[Dataset entries]
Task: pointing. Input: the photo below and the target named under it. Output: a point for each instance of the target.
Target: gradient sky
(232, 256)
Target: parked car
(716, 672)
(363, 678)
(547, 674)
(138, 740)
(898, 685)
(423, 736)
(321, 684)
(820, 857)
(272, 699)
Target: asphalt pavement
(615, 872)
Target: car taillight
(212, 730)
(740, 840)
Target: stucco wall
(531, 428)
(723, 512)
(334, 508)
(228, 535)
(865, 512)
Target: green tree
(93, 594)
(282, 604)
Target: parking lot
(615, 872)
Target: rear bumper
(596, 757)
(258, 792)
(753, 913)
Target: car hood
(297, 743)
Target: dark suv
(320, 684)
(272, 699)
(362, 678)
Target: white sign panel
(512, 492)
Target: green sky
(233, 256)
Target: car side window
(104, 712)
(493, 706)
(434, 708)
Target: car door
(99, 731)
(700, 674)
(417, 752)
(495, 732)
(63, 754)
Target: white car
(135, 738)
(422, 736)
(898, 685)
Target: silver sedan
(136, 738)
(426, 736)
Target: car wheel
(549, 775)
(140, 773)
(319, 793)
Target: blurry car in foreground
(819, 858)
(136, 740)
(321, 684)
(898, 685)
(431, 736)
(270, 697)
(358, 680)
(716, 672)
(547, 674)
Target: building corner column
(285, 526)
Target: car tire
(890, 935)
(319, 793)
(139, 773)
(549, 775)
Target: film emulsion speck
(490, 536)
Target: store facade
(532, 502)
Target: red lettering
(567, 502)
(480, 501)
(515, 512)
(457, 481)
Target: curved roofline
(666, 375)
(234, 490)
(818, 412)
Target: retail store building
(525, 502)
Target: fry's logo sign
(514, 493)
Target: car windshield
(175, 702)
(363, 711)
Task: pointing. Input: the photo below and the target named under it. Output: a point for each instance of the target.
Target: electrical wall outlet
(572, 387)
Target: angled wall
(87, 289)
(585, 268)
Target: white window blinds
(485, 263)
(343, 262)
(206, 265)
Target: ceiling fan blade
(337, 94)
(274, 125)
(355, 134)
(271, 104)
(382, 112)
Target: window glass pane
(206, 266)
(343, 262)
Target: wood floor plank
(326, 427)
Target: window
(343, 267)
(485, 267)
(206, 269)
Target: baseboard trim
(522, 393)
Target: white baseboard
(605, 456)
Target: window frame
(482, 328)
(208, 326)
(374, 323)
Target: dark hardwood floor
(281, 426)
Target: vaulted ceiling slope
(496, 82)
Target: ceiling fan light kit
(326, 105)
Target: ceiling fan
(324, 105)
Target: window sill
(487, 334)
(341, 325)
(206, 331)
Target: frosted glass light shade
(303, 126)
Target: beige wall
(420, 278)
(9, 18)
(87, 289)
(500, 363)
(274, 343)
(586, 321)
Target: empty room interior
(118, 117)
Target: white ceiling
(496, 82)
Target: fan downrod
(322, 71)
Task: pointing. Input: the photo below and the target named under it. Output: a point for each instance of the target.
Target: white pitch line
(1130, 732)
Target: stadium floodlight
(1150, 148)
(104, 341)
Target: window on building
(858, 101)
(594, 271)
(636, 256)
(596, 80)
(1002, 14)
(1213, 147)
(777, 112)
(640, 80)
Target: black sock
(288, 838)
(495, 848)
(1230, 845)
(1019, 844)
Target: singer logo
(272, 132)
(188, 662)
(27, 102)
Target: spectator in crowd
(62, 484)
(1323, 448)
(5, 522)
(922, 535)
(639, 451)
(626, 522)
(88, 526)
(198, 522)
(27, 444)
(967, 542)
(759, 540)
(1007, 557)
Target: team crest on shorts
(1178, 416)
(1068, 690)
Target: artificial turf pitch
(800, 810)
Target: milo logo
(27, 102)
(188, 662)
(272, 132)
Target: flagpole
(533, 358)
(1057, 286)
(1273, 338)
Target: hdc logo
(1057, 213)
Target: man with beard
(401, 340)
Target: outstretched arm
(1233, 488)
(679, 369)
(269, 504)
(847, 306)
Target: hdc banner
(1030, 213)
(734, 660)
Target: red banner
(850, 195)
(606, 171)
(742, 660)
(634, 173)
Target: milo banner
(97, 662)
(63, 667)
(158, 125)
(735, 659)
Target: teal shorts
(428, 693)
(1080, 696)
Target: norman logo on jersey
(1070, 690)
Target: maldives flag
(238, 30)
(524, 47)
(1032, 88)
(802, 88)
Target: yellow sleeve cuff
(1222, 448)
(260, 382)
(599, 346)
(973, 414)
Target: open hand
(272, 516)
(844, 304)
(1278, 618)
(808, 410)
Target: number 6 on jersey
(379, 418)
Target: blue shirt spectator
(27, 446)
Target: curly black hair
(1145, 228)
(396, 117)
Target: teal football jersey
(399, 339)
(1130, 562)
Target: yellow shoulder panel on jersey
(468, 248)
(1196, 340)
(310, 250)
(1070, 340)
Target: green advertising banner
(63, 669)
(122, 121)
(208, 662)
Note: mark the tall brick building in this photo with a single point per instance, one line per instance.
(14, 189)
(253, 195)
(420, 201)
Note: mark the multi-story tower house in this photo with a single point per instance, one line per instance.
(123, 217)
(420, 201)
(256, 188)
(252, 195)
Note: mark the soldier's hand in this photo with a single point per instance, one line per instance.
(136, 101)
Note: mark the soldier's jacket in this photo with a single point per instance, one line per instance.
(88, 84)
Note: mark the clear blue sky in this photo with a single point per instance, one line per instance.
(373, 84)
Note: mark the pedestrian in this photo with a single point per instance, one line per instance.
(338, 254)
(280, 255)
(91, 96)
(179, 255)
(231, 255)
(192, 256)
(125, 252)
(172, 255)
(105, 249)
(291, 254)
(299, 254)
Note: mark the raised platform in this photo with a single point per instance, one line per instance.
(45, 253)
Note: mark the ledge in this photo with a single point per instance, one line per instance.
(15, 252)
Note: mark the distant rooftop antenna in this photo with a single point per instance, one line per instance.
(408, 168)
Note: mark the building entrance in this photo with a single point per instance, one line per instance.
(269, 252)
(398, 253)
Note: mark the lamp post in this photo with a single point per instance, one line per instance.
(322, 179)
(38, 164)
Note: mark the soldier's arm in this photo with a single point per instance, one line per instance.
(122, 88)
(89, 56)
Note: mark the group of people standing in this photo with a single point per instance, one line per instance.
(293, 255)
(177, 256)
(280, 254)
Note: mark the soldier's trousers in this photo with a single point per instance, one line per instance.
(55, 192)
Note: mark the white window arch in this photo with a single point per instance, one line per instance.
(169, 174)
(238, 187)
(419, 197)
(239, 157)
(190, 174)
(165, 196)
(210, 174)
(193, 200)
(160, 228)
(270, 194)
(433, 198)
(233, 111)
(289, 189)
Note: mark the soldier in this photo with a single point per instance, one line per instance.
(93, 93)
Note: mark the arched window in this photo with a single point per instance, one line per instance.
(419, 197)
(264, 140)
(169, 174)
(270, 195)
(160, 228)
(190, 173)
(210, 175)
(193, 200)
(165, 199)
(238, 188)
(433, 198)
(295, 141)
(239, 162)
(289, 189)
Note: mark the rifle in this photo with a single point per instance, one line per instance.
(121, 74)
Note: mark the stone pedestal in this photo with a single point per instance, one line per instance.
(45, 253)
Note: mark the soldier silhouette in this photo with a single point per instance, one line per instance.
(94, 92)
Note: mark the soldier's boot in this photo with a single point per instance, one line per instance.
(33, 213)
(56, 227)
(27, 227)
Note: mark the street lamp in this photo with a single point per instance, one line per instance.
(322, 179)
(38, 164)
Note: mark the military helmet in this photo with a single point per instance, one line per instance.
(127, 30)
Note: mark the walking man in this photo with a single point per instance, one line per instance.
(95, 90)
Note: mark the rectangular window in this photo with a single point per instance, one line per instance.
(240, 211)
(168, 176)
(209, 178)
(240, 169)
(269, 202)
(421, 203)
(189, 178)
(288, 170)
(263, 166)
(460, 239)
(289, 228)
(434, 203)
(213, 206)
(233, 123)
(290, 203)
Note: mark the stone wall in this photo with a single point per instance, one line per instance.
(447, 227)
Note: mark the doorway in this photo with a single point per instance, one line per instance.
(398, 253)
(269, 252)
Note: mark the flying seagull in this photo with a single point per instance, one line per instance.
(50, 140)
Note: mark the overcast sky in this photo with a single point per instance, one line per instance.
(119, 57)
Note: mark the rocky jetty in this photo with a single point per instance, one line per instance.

**DIRECTIONS**. The task here is to output the line with "Note: mark the military" and all lines after it to the end of the records above, exactly and only those.

**RESULT**.
Note: mark the military helmet in this photo with a single point per instance, one line per instance.
(127, 30)
Note: mark the walking man in this photo with a single point per instance, one line per instance.
(95, 90)
Note: mark the rectangular window in this photo with a single point per instance, one line per instance.
(240, 211)
(168, 176)
(209, 178)
(240, 169)
(269, 202)
(421, 203)
(189, 178)
(288, 170)
(263, 166)
(460, 239)
(289, 228)
(434, 203)
(213, 206)
(233, 123)
(290, 203)
Note: mark the stone wall in this photo with a single point per instance, one line per instance.
(447, 227)
Note: mark the doorway in this photo with a single point per instance, one line per instance.
(398, 253)
(269, 252)
Note: mark the flying seagull in this photo with a single point per instance, one line per instance.
(50, 140)
Note: mark the overcast sky in this photo with a single point per instance, one line per instance.
(119, 57)
Note: mark the rocky jetty in this photo with a single point per instance, one line per instance.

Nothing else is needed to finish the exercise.